++++ DATA FOR THIS TASK ++++

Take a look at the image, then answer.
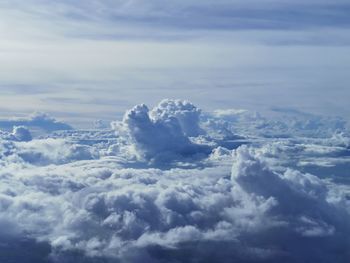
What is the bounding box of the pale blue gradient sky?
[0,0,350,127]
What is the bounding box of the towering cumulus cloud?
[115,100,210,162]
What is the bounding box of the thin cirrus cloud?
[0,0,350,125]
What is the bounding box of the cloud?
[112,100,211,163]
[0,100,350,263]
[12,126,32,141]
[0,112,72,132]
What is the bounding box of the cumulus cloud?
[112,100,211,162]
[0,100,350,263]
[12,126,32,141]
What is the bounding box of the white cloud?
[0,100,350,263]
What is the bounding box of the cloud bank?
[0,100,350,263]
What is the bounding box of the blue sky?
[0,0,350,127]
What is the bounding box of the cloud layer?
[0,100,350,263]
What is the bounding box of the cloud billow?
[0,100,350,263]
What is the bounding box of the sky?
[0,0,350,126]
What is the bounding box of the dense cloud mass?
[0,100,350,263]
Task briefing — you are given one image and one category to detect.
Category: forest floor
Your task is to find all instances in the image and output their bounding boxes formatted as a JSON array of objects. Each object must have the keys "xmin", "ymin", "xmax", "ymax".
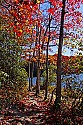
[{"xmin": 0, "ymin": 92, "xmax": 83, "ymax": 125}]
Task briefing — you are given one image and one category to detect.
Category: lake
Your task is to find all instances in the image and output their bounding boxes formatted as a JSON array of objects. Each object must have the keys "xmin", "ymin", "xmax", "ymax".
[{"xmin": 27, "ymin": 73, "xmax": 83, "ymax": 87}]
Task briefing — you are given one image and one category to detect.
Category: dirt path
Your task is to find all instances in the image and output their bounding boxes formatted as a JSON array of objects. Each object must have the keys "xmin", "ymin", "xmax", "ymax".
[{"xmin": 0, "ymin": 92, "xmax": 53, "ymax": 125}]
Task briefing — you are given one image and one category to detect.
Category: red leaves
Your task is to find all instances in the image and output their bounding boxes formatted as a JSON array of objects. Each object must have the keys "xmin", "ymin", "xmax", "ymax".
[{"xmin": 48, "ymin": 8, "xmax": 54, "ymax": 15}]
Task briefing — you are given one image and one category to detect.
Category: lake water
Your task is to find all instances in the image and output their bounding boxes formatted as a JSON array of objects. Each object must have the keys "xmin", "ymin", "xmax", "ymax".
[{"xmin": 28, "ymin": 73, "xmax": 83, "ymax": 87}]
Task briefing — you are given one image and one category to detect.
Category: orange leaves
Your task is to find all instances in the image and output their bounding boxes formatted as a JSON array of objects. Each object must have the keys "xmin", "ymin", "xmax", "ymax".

++++
++++ DATA FOR THIS TASK ++++

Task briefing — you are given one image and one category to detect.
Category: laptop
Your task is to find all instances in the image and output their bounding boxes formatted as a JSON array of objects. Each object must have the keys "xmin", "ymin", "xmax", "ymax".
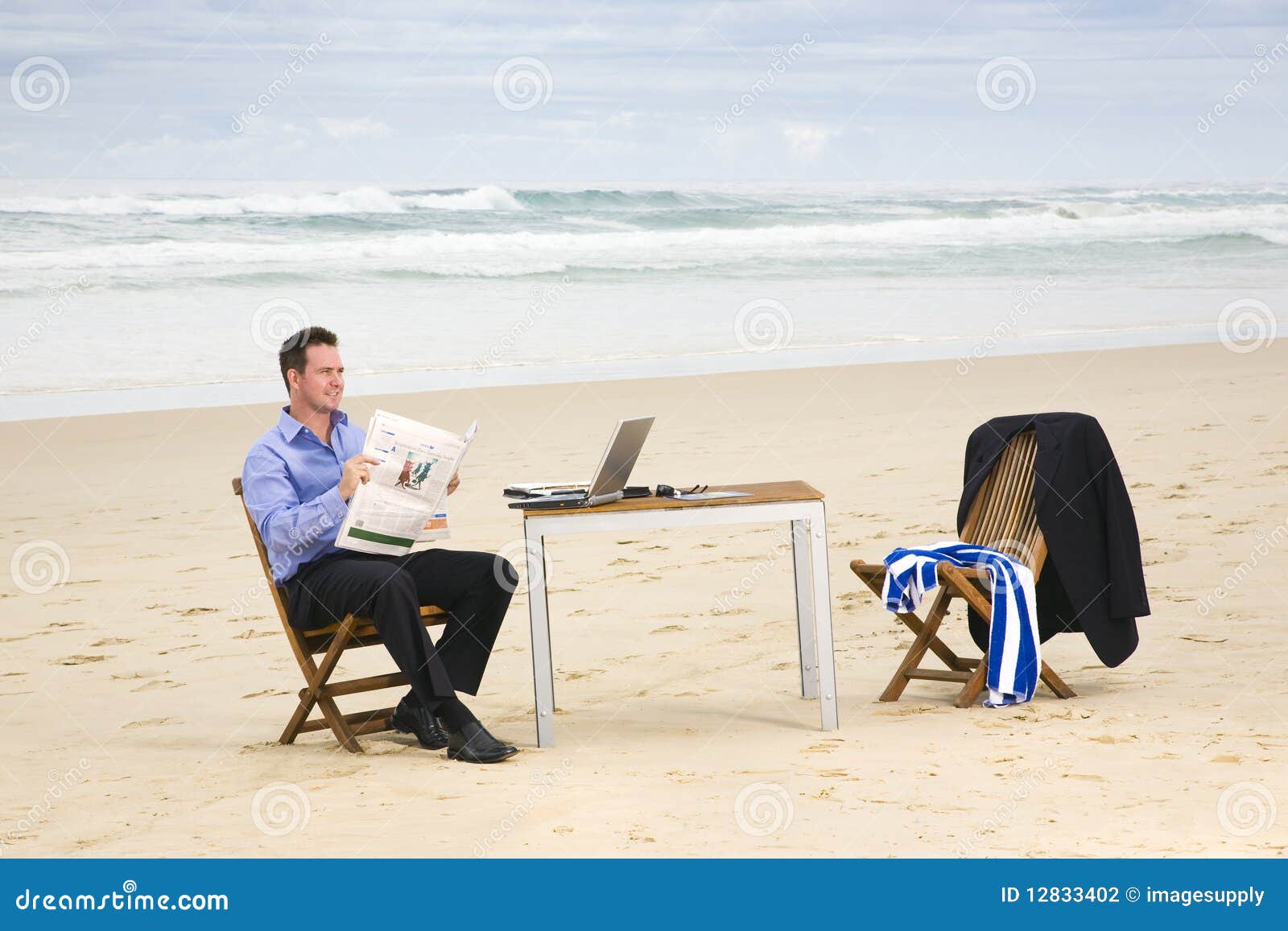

++++
++++ DATA FOR THIS TASK ++++

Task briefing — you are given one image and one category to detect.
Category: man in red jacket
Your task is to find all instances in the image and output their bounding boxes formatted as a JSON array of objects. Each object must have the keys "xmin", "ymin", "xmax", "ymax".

++++

### GIVEN REQUEST
Reproduce the entries verbatim, beginning at the line that contains "Take a look at the image, then answer." and stopping after the line that contains "[0,0,350,125]". Leave out the pictures.

### WRITTEN ANSWER
Take a look at the image, then answer.
What is the bounding box of the pale blue gradient sky?
[0,0,350,127]
What is the bounding box of the towering cumulus cloud?
[115,100,210,162]
What is the bounding box of the thin cirrus cloud?
[0,0,350,125]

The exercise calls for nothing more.